Find every line in the listing below that contains the string "shirt", and copy each of those lines.

========================

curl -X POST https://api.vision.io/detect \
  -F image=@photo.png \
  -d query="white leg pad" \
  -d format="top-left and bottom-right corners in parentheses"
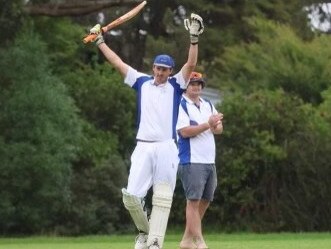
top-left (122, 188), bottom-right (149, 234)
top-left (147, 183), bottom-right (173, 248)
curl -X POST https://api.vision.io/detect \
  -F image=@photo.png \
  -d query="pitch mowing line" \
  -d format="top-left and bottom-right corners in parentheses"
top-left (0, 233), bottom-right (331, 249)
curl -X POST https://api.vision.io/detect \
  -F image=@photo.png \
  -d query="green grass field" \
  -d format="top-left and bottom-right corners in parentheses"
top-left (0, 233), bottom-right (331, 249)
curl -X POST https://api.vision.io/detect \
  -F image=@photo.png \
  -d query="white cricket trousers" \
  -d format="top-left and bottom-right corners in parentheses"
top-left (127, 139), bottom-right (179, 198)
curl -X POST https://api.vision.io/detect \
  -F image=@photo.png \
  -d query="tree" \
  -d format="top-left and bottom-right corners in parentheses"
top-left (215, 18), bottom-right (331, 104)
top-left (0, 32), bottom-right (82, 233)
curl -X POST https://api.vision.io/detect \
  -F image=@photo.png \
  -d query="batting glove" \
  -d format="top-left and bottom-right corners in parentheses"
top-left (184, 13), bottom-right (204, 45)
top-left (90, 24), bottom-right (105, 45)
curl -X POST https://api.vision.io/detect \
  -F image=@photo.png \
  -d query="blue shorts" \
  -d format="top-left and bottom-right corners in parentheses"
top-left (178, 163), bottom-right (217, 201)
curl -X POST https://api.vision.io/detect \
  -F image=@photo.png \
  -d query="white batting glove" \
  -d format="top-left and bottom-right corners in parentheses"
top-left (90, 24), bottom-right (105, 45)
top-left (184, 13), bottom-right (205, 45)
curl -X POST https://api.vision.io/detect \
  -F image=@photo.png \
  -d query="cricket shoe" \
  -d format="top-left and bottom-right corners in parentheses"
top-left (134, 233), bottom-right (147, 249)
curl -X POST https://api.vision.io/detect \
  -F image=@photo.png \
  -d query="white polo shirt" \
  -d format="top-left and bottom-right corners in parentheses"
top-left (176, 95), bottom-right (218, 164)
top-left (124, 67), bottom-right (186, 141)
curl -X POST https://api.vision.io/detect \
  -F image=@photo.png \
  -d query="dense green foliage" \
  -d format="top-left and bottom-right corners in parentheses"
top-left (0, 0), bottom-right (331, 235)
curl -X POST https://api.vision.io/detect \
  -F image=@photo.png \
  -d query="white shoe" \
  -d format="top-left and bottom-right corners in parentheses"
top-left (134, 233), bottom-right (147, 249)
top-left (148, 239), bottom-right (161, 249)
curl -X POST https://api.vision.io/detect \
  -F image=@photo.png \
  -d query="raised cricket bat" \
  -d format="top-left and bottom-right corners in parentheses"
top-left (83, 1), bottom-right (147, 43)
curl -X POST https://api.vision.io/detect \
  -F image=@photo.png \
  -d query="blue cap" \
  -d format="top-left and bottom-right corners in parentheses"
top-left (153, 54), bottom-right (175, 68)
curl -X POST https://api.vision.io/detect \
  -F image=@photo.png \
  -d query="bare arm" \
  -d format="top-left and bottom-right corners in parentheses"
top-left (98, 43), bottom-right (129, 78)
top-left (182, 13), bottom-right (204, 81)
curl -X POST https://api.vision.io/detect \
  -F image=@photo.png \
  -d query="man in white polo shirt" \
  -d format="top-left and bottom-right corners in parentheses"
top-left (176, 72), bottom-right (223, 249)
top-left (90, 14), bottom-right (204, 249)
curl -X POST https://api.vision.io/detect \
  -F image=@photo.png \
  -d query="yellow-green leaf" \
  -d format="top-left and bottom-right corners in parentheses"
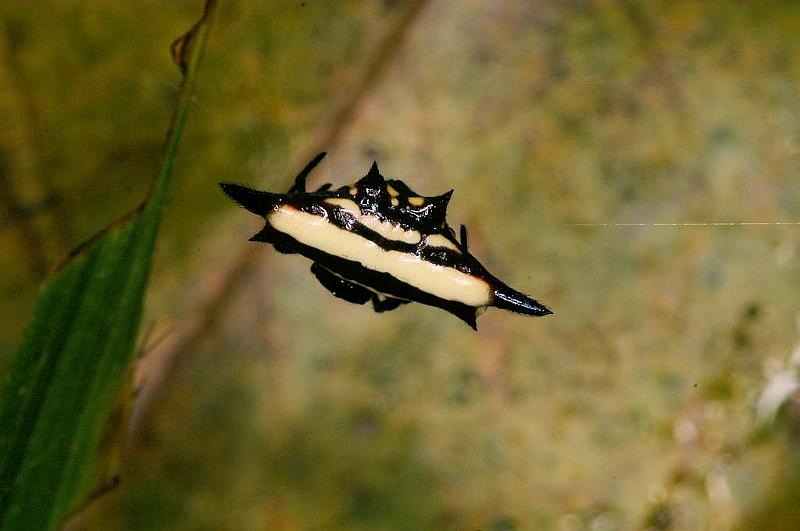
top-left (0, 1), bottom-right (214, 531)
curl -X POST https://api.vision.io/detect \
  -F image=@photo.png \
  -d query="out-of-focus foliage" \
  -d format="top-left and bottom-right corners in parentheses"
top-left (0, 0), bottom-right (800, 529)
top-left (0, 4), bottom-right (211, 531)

========================

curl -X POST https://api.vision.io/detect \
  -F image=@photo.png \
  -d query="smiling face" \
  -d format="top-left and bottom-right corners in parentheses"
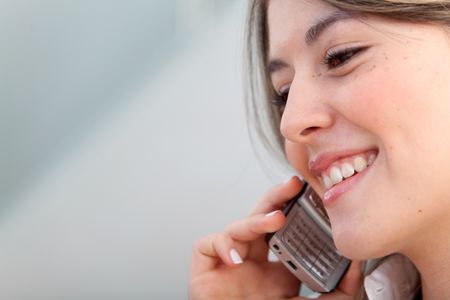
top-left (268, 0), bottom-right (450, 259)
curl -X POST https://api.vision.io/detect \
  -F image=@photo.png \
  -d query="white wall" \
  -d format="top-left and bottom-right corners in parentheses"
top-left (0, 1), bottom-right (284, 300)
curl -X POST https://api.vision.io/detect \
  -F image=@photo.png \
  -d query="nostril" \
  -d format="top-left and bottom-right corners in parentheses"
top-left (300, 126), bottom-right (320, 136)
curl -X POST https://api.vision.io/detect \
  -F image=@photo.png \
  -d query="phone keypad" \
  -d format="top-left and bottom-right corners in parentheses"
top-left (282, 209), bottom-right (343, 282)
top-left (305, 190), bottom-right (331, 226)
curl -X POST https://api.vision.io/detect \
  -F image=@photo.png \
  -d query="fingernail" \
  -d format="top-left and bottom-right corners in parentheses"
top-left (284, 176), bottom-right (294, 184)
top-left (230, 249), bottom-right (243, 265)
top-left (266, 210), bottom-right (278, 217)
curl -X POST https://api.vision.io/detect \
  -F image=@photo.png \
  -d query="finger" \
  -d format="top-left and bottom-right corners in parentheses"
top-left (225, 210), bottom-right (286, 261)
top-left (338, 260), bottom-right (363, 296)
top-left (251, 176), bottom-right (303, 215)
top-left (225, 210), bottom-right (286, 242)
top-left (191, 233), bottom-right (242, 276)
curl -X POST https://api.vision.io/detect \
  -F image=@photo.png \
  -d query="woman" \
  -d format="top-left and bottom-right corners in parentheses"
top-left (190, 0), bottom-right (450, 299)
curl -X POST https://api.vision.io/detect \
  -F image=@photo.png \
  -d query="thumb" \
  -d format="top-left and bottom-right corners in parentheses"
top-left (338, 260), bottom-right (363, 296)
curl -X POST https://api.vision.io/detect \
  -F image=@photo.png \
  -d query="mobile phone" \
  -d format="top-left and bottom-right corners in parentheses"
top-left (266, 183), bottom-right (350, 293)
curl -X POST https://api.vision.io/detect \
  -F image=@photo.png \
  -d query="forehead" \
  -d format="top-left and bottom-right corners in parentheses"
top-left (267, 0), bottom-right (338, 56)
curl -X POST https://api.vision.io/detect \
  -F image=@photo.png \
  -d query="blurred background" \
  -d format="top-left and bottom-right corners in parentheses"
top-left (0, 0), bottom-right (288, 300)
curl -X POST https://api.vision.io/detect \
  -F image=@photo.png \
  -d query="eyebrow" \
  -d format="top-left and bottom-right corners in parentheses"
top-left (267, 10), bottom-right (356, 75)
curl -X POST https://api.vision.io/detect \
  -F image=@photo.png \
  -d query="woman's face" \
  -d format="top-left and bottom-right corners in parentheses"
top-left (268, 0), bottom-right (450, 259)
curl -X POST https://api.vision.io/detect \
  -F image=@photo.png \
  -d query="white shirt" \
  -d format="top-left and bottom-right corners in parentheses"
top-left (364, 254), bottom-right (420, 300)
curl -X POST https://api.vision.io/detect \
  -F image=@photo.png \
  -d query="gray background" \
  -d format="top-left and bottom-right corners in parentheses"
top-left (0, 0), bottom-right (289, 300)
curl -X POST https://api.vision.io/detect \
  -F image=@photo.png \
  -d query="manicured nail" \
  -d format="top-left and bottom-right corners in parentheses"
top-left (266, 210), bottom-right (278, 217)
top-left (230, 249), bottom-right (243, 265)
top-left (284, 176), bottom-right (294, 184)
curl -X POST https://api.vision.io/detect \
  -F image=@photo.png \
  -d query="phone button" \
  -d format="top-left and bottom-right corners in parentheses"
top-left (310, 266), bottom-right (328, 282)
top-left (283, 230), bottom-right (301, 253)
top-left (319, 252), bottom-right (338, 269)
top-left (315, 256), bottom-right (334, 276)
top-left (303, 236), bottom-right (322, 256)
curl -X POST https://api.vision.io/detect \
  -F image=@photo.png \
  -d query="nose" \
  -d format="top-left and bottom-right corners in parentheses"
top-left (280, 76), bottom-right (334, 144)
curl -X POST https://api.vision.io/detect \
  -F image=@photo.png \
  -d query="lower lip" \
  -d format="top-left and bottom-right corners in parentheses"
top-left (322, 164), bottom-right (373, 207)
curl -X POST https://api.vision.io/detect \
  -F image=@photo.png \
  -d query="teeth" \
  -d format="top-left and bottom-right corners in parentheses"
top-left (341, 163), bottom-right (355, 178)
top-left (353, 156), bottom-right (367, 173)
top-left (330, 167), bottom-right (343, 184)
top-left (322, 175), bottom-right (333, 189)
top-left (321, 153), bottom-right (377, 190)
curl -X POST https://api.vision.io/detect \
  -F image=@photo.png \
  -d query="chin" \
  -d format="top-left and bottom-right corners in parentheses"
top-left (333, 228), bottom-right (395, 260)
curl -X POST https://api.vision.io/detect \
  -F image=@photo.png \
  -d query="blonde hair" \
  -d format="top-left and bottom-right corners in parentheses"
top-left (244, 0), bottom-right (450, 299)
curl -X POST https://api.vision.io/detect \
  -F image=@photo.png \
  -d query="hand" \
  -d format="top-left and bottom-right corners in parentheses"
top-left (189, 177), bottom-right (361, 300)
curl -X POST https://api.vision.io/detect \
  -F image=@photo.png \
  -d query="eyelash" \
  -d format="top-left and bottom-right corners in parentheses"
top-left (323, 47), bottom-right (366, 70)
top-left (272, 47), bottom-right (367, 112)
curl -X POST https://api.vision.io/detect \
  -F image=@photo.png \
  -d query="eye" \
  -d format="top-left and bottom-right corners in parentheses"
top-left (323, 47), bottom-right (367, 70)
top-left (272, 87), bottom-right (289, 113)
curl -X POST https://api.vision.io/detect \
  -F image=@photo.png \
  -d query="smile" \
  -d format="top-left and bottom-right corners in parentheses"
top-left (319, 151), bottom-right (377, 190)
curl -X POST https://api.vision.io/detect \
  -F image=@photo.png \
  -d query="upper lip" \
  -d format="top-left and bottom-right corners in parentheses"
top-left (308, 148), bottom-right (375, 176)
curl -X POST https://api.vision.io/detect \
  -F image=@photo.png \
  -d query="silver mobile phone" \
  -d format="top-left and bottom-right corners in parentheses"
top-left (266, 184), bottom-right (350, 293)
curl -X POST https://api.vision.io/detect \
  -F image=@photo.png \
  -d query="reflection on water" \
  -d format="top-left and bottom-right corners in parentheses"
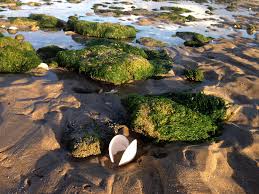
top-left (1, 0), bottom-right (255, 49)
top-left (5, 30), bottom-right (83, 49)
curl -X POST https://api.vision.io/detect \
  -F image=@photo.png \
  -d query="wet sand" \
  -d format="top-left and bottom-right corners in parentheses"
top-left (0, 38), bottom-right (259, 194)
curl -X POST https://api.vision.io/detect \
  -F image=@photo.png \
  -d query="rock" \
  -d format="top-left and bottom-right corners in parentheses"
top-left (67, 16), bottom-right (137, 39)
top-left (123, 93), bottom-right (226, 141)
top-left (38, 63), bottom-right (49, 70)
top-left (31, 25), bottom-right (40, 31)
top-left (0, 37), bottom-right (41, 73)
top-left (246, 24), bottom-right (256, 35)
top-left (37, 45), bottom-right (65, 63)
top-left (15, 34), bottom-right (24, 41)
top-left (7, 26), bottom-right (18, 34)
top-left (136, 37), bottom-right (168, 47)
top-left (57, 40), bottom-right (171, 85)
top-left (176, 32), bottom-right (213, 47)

========================

- [Finished answer]
  -d query="white polo shirt" \
  -d query="man in white polo shirt" \
  -d query="white shirt" \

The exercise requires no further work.